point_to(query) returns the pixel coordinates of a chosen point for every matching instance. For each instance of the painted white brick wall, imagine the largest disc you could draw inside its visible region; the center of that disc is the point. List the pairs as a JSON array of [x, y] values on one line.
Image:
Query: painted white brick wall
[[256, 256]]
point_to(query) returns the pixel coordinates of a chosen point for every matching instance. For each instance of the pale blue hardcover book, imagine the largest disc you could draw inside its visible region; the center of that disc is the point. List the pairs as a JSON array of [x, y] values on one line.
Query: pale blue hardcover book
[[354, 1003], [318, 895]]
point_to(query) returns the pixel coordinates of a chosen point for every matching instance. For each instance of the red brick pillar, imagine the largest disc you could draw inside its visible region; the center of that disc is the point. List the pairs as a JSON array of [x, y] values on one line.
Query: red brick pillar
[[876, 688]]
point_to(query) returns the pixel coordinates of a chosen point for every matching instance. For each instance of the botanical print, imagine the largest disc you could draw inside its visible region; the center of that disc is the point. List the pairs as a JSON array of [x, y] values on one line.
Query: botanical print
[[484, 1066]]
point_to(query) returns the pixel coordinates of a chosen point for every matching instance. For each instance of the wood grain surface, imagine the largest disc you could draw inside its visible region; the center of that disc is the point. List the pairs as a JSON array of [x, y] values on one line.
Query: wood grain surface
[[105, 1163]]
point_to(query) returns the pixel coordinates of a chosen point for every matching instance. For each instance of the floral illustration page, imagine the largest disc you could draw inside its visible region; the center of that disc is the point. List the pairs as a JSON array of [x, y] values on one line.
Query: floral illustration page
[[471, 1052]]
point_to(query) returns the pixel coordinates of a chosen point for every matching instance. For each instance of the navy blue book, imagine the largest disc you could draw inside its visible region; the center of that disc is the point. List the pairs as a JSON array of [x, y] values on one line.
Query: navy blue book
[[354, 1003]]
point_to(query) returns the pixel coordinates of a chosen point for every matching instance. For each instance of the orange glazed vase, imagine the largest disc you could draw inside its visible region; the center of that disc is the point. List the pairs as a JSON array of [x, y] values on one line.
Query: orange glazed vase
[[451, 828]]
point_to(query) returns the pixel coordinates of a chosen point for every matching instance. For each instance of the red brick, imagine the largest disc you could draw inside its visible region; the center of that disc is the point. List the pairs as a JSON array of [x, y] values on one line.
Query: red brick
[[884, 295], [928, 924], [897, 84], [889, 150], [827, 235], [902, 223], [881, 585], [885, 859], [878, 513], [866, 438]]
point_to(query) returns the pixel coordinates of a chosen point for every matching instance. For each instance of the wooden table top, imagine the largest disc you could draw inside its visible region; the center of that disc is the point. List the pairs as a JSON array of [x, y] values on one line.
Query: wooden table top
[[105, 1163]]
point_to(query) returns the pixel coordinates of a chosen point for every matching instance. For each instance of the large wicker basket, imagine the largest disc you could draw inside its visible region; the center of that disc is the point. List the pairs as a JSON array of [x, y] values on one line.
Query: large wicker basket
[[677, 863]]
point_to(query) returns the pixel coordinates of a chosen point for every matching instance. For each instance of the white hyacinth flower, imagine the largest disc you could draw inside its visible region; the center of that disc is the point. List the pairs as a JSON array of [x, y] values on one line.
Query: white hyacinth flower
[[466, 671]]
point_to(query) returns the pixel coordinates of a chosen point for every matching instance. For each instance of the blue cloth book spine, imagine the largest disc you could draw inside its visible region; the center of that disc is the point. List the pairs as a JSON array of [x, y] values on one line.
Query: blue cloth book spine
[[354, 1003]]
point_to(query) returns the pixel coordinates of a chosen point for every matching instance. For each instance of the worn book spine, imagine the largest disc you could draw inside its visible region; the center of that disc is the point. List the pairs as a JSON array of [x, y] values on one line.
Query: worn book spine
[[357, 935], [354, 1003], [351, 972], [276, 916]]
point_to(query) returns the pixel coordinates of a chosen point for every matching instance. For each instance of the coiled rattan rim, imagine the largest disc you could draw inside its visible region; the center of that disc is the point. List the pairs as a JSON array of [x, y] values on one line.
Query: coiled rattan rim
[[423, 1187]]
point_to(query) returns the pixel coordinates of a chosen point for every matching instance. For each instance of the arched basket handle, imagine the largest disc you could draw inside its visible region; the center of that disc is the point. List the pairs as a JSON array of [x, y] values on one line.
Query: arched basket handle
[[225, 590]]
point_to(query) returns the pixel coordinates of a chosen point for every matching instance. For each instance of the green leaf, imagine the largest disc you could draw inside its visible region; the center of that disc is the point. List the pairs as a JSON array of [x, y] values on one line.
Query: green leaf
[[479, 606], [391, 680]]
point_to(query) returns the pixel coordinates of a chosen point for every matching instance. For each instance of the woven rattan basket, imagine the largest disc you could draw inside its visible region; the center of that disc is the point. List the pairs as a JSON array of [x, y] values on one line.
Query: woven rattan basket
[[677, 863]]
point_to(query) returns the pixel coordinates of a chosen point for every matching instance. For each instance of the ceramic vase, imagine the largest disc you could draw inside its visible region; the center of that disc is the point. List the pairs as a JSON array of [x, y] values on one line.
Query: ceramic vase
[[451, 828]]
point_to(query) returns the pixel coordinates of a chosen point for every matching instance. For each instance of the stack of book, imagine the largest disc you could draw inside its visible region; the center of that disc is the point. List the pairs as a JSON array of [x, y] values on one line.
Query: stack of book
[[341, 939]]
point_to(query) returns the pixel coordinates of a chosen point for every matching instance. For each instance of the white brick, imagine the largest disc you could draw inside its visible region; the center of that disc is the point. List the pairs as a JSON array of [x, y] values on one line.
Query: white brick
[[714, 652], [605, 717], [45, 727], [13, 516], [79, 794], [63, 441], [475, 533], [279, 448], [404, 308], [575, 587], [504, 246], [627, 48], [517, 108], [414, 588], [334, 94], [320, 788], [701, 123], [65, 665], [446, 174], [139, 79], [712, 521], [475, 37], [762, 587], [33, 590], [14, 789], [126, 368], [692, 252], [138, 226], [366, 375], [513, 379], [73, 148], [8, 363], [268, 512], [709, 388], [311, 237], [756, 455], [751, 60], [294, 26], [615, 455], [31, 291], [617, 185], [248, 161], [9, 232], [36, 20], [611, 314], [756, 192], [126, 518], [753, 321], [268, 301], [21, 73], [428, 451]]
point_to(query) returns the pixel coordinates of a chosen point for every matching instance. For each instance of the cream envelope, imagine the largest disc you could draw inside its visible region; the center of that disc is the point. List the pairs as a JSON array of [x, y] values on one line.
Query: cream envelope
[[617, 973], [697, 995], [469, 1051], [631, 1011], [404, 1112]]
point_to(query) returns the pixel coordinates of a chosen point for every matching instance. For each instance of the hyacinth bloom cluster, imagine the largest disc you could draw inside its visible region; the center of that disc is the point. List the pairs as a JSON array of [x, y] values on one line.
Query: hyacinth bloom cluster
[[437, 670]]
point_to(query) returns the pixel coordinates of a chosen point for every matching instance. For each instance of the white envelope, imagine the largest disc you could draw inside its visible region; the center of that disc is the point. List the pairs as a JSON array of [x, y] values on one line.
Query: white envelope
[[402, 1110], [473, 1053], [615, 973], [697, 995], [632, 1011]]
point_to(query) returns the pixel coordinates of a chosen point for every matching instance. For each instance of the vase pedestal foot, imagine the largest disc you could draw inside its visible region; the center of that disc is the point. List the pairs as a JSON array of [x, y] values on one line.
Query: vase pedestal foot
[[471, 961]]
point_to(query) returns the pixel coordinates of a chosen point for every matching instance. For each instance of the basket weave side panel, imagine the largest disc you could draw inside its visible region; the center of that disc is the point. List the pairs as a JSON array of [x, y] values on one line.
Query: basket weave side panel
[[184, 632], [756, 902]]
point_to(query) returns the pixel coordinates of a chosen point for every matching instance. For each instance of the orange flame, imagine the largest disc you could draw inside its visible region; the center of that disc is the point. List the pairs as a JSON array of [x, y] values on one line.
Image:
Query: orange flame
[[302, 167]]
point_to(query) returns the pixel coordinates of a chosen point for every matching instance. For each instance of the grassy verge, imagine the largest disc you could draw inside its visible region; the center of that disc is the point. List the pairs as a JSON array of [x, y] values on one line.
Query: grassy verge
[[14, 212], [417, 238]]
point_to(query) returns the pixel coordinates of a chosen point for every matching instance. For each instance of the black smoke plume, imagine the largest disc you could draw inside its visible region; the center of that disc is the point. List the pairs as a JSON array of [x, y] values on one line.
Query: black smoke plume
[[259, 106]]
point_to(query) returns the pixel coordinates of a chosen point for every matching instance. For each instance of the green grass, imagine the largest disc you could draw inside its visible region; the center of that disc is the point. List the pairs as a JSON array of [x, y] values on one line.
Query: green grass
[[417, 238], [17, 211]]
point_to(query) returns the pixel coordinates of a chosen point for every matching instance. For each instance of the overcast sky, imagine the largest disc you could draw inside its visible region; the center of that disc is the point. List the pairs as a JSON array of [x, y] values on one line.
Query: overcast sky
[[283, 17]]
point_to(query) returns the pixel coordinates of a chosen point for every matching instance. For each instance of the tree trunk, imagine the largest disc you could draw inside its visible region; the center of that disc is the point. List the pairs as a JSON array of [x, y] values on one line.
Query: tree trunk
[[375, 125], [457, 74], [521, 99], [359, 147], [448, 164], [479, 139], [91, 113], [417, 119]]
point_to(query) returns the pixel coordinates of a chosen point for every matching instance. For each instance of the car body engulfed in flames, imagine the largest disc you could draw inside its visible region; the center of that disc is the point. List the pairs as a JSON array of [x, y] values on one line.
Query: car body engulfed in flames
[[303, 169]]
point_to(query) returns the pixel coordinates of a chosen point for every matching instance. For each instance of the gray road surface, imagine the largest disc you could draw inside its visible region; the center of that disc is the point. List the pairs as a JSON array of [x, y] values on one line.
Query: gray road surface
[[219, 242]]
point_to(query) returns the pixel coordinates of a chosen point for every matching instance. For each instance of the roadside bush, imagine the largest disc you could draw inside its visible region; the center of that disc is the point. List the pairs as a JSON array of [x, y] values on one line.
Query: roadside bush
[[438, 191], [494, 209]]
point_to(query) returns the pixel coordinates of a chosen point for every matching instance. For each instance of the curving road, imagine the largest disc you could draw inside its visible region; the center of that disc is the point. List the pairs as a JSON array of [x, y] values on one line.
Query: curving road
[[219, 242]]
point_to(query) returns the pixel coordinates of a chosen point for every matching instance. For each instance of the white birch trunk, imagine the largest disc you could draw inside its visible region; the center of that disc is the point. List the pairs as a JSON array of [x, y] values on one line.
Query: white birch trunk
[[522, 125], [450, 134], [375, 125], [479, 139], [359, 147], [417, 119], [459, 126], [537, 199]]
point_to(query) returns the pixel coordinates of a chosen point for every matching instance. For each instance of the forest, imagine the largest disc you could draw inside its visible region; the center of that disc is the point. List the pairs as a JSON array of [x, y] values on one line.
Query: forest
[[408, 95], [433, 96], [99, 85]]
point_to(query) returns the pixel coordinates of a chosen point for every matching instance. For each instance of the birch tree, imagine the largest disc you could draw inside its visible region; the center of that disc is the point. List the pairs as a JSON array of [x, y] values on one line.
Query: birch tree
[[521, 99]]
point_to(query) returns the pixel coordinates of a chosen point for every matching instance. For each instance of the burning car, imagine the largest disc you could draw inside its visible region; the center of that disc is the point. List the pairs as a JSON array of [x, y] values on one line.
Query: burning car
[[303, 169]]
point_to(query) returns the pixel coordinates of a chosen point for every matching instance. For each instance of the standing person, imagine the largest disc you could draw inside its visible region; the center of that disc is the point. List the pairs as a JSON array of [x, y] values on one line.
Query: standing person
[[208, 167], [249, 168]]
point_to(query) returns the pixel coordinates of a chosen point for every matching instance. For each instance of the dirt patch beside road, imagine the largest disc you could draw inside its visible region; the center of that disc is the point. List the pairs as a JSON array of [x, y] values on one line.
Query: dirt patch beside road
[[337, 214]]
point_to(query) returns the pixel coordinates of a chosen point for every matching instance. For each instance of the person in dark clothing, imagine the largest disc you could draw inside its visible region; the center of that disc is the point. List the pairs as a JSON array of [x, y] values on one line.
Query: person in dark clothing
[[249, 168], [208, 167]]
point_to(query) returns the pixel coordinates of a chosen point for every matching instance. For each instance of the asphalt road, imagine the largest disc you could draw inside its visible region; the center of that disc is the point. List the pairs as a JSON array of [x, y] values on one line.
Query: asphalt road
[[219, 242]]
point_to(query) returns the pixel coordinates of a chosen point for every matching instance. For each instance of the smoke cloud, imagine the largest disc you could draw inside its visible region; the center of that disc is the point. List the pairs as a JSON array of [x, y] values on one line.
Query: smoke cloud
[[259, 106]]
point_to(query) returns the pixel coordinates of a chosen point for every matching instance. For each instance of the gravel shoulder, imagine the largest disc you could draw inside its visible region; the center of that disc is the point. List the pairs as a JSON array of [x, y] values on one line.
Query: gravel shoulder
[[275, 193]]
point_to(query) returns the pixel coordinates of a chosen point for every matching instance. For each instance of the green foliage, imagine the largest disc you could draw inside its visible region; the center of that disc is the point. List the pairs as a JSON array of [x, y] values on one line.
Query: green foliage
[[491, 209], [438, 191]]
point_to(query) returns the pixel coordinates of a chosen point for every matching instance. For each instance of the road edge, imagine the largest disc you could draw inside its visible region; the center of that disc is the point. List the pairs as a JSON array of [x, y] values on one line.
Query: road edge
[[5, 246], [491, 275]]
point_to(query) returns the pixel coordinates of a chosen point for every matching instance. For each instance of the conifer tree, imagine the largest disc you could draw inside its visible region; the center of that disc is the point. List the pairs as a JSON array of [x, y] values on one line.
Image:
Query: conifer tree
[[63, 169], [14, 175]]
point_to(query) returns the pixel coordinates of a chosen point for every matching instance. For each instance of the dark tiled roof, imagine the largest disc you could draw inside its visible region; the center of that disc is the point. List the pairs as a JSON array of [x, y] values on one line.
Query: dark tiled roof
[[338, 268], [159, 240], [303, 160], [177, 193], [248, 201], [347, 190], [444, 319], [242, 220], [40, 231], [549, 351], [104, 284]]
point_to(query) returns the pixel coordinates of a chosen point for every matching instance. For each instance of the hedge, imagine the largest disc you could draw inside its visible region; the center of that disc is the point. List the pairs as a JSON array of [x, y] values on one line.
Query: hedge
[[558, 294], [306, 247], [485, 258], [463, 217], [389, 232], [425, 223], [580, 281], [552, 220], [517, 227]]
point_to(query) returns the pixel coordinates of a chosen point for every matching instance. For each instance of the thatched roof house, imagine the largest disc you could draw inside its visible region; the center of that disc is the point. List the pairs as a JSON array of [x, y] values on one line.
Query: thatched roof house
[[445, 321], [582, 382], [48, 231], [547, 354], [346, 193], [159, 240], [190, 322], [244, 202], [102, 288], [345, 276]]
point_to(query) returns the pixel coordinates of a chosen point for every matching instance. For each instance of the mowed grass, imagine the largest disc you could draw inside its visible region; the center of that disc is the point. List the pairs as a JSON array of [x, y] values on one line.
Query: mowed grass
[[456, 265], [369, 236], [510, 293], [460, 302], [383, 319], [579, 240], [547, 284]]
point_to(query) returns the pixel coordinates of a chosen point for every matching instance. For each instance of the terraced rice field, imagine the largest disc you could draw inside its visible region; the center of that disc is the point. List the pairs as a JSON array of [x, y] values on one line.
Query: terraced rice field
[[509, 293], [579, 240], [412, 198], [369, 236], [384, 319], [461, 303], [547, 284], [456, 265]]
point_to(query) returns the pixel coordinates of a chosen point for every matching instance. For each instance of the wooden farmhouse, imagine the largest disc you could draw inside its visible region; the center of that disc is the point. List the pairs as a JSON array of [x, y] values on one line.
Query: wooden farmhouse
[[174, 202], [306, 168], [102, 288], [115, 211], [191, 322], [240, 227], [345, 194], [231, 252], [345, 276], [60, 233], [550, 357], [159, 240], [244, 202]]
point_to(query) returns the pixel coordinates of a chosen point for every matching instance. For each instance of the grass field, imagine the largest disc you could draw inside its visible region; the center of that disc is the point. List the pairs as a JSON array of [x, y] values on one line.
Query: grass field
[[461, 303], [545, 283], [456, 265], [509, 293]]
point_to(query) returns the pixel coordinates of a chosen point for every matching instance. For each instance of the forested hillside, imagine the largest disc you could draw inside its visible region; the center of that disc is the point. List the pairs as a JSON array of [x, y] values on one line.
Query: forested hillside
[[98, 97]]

▶ [JOB]: Repeat the material starting at the line containing "of the large" and ending at the line containing "[[357, 935], [354, 1003], [351, 972], [276, 916]]", switching "wicker" to "straw" and leaving everything else unchanged.

▶ [ANSWER TO THE EXERCISE]:
point_to(query) returns the pixel coordinates of a chosen point for every matching instance. For each instance of the large straw basket, imagine the largest disc you could draw inside its visible region; the center of that disc is the point. List the pairs as a JSON array of [x, y] values on one line.
Query: large straw basket
[[677, 863]]
point_to(query) returns the pixel coordinates of a chosen point for every matching instance. For each instance of the white hyacinth flower, imagine the largest disc you could draw inside its visible region; the center of that disc is the point. List the pairs as a JSON array of [x, y] values on one line.
Query: white hyacinth flower
[[466, 671]]
point_to(query) returns the pixel coordinates of a chosen point for every matching instance. For each instance of the blue cloth book spine, imagine the largest disc you could draw inside its visible region; the center of that disc is the point. List the pairs as a JSON array of [x, y] values on one line.
Query: blue cloth book spine
[[354, 1003]]
point_to(query) returns the pixel coordinates of a chosen point for every matching instance. For each instance of the worn book spine, imagine the largest disc you could draw inside its visible region; the center of that disc is the point. List the pairs as a JSON array of [x, y] values on one line.
Query: worn book spine
[[357, 935], [354, 1003], [351, 972], [276, 916]]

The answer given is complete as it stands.